*Data extract*
==================================================

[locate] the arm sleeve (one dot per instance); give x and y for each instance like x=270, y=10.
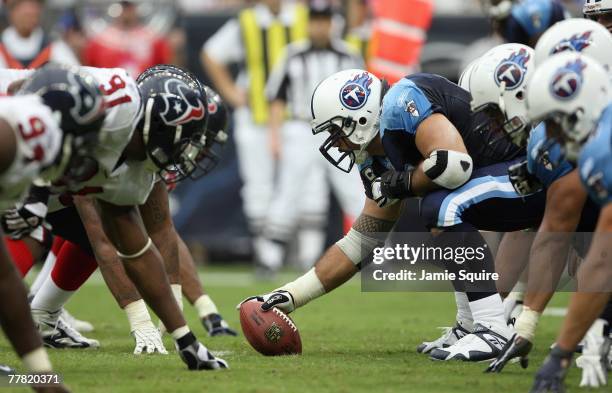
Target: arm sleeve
x=226, y=46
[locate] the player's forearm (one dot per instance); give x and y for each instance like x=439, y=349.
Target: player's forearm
x=222, y=79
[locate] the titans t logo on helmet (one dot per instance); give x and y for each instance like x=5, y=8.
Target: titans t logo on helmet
x=568, y=80
x=182, y=104
x=354, y=94
x=576, y=43
x=512, y=70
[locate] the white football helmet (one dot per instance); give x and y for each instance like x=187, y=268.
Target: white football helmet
x=347, y=105
x=568, y=92
x=498, y=83
x=576, y=35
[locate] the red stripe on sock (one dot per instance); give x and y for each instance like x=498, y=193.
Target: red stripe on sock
x=21, y=255
x=73, y=267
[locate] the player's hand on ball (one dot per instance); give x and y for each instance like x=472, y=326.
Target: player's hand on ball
x=280, y=299
x=148, y=340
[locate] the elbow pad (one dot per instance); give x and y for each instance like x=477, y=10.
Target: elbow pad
x=447, y=168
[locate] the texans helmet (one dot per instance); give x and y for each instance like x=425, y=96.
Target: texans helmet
x=77, y=102
x=174, y=120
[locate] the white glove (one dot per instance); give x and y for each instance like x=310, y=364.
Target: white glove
x=148, y=338
x=594, y=359
x=145, y=333
x=381, y=201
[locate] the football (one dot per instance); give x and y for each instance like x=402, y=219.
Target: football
x=271, y=333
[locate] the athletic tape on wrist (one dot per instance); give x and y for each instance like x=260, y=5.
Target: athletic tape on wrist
x=358, y=246
x=139, y=253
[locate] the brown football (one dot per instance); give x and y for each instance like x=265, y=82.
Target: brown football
x=271, y=333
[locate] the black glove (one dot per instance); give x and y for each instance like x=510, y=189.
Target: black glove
x=552, y=373
x=522, y=180
x=396, y=185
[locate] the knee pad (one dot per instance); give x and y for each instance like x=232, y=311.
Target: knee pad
x=447, y=168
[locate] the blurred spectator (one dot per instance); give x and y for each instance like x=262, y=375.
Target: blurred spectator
x=25, y=44
x=256, y=39
x=72, y=33
x=127, y=43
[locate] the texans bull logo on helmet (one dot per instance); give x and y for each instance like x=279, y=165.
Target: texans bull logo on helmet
x=576, y=43
x=182, y=105
x=511, y=71
x=567, y=81
x=354, y=94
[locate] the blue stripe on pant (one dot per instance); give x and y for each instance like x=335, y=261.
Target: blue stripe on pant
x=487, y=201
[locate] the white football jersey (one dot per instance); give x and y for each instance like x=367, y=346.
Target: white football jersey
x=39, y=141
x=122, y=183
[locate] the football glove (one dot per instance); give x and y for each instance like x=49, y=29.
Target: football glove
x=551, y=375
x=522, y=180
x=396, y=185
x=148, y=339
x=280, y=299
x=517, y=346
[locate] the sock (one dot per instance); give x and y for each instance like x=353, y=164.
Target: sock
x=205, y=306
x=177, y=291
x=305, y=289
x=489, y=312
x=48, y=265
x=73, y=267
x=464, y=314
x=526, y=323
x=269, y=253
x=311, y=242
x=21, y=255
x=183, y=337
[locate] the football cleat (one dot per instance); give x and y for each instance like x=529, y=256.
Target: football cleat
x=56, y=333
x=516, y=347
x=215, y=325
x=480, y=345
x=197, y=357
x=551, y=375
x=450, y=335
x=77, y=324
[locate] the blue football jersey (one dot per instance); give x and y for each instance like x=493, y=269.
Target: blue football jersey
x=417, y=97
x=595, y=163
x=547, y=165
x=530, y=18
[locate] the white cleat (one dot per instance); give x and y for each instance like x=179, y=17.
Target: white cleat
x=56, y=333
x=450, y=335
x=482, y=344
x=77, y=324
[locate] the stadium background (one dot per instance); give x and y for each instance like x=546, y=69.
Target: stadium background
x=208, y=213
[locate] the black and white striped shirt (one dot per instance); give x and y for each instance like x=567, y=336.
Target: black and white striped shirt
x=303, y=68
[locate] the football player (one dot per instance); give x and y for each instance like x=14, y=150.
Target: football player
x=568, y=209
x=571, y=112
x=523, y=22
x=142, y=140
x=425, y=143
x=34, y=145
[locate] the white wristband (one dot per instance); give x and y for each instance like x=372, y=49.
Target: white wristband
x=138, y=315
x=139, y=253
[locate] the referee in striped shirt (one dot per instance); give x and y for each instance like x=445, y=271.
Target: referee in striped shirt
x=301, y=199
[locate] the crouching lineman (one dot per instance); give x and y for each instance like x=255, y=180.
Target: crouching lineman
x=34, y=145
x=572, y=111
x=426, y=124
x=140, y=141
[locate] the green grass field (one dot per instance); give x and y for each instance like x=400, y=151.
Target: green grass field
x=352, y=342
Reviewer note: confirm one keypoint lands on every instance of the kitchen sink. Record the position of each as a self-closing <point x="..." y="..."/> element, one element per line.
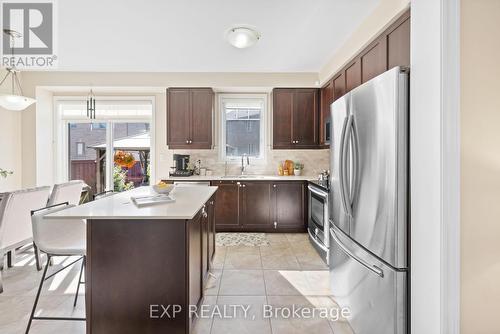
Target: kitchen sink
<point x="260" y="177"/>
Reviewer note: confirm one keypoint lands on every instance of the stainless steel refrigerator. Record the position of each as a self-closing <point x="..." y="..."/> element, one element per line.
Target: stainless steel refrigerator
<point x="369" y="204"/>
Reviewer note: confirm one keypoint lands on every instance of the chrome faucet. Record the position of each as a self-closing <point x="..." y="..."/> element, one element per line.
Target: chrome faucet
<point x="243" y="163"/>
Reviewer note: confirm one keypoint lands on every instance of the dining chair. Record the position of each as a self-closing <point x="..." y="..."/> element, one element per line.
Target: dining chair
<point x="15" y="220"/>
<point x="58" y="237"/>
<point x="66" y="192"/>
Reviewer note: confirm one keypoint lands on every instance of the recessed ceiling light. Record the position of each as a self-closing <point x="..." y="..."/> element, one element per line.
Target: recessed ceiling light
<point x="242" y="37"/>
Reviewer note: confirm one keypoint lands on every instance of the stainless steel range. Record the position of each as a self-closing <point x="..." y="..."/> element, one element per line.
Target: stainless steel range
<point x="318" y="215"/>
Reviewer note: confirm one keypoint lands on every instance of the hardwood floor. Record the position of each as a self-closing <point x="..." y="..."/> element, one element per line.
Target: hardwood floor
<point x="287" y="272"/>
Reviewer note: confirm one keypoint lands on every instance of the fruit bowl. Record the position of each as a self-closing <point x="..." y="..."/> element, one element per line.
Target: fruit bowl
<point x="163" y="188"/>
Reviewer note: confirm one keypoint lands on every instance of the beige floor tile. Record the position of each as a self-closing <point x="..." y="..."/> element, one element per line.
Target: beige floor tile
<point x="285" y="282"/>
<point x="309" y="258"/>
<point x="319" y="282"/>
<point x="250" y="322"/>
<point x="203" y="324"/>
<point x="242" y="250"/>
<point x="242" y="283"/>
<point x="220" y="256"/>
<point x="297" y="237"/>
<point x="283" y="323"/>
<point x="213" y="283"/>
<point x="242" y="260"/>
<point x="276" y="239"/>
<point x="279" y="257"/>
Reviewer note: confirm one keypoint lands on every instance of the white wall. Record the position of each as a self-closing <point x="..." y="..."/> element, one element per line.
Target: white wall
<point x="382" y="16"/>
<point x="434" y="159"/>
<point x="37" y="136"/>
<point x="10" y="145"/>
<point x="10" y="149"/>
<point x="480" y="191"/>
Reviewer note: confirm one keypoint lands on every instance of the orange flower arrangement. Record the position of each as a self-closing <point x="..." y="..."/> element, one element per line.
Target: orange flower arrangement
<point x="124" y="159"/>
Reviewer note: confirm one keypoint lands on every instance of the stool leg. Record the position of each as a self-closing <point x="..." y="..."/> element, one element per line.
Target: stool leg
<point x="1" y="269"/>
<point x="79" y="280"/>
<point x="10" y="258"/>
<point x="38" y="258"/>
<point x="38" y="295"/>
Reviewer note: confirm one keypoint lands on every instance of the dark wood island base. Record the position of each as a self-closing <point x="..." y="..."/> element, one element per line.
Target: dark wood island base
<point x="142" y="274"/>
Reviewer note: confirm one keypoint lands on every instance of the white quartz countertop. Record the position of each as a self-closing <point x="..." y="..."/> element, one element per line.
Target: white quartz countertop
<point x="247" y="177"/>
<point x="188" y="201"/>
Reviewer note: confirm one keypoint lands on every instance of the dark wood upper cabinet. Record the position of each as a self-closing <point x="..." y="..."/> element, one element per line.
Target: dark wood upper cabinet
<point x="338" y="86"/>
<point x="289" y="202"/>
<point x="189" y="118"/>
<point x="305" y="118"/>
<point x="255" y="205"/>
<point x="295" y="118"/>
<point x="398" y="43"/>
<point x="374" y="60"/>
<point x="227" y="203"/>
<point x="389" y="49"/>
<point x="353" y="75"/>
<point x="282" y="117"/>
<point x="178" y="117"/>
<point x="326" y="99"/>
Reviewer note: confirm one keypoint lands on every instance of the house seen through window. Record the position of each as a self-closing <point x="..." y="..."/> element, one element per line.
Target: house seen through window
<point x="242" y="127"/>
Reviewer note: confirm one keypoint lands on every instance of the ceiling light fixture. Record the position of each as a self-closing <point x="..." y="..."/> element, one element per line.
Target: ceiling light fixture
<point x="14" y="101"/>
<point x="242" y="37"/>
<point x="91" y="105"/>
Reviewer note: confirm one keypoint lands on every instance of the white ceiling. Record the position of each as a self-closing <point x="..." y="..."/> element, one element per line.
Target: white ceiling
<point x="188" y="35"/>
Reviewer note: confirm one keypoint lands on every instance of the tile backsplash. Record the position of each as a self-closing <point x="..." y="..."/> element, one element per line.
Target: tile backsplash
<point x="314" y="161"/>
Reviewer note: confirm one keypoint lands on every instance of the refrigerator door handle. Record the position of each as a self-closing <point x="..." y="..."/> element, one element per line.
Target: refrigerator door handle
<point x="373" y="268"/>
<point x="346" y="197"/>
<point x="355" y="162"/>
<point x="341" y="165"/>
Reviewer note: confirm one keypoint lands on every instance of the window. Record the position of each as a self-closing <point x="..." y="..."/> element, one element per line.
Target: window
<point x="80" y="147"/>
<point x="243" y="126"/>
<point x="111" y="152"/>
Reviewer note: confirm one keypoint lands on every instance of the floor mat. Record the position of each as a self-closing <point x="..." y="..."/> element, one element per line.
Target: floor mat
<point x="241" y="239"/>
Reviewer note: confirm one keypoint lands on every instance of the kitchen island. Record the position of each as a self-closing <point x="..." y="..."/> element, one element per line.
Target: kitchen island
<point x="146" y="266"/>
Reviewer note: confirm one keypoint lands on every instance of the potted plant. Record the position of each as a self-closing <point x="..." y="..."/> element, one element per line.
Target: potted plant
<point x="4" y="173"/>
<point x="297" y="168"/>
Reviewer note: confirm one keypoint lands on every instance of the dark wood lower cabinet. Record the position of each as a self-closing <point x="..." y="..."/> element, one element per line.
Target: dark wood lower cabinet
<point x="226" y="210"/>
<point x="255" y="206"/>
<point x="211" y="231"/>
<point x="138" y="267"/>
<point x="260" y="206"/>
<point x="289" y="201"/>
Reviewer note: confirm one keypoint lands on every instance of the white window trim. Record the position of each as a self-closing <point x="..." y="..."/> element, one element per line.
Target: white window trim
<point x="222" y="127"/>
<point x="61" y="150"/>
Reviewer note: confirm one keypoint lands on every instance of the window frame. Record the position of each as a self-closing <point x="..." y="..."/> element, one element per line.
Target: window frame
<point x="61" y="149"/>
<point x="222" y="97"/>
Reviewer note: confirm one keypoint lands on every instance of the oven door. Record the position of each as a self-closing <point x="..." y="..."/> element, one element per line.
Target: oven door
<point x="318" y="216"/>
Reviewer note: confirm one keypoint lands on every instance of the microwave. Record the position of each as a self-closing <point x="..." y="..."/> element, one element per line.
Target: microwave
<point x="328" y="130"/>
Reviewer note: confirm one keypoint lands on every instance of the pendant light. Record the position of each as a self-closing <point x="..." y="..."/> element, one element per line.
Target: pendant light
<point x="91" y="105"/>
<point x="14" y="101"/>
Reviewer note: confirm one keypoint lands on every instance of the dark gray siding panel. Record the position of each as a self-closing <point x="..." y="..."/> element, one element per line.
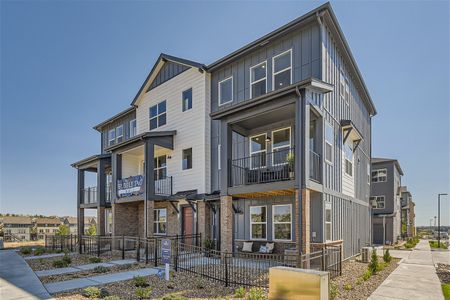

==================================================

*Direction*
Repeat the entries starting at the line containing "[locate] the player's hand" and ending at the line containing "x=122, y=183", renaming "Target" to "Object" throughout and leaving everything else unchanged.

*Response to this exercise*
[locate] the player's hand on ball (one dot per instance); give x and y for each instance like x=472, y=326.
Object: player's hand on ball
x=280, y=299
x=148, y=340
[locate] the elbow pad (one dot per instance); give x and y for each instance like x=477, y=10.
Object: elbow pad
x=447, y=168
[locate] the texans helmet (one dot per instance); give x and y for each instance like x=425, y=96.
Object: texans helmet
x=77, y=102
x=174, y=120
[locate] the white glove (one dot per instance); give x and y for each instance like x=310, y=364.
Object: white glove
x=148, y=338
x=594, y=359
x=145, y=333
x=381, y=201
[locate] the football (one dot per instance); give x and y for each instance like x=402, y=219.
Object: football
x=271, y=333
[locate] the athletic tape on wrist (one dot per instance); give x and y for each instance like x=260, y=5.
Object: athletic tape on wrist
x=358, y=246
x=139, y=253
[locate] the brown football (one dot per instance); give x and y for each instance like x=265, y=82.
Object: brown football
x=271, y=333
[locate] the black glove (one dot per instance); give x and y for each instance like x=510, y=189.
Object: black glove
x=552, y=373
x=522, y=180
x=396, y=185
[locate] the knee pad (one dot per instance); give x and y for each instance like x=232, y=311.
Object: knee pad
x=447, y=168
[locate] the blurred spectator (one dot per instance); give x and y for each instance like x=262, y=375.
Object: blurred spectator
x=25, y=44
x=256, y=39
x=72, y=33
x=127, y=43
[locate] the texans bull logo on helmet (one dot per instance); give x and y for each instance like x=279, y=165.
Object: texans bull logo on helmet
x=576, y=43
x=182, y=105
x=511, y=71
x=567, y=81
x=354, y=94
[locate] the blue stripe on pant (one dot per instance); give x and y for each instance like x=335, y=261.
Object: blue stripe on pant
x=487, y=201
[locate] the white football jersey (one dot per instance); give x and y for each instance like x=367, y=346.
Object: white football jersey
x=39, y=141
x=122, y=183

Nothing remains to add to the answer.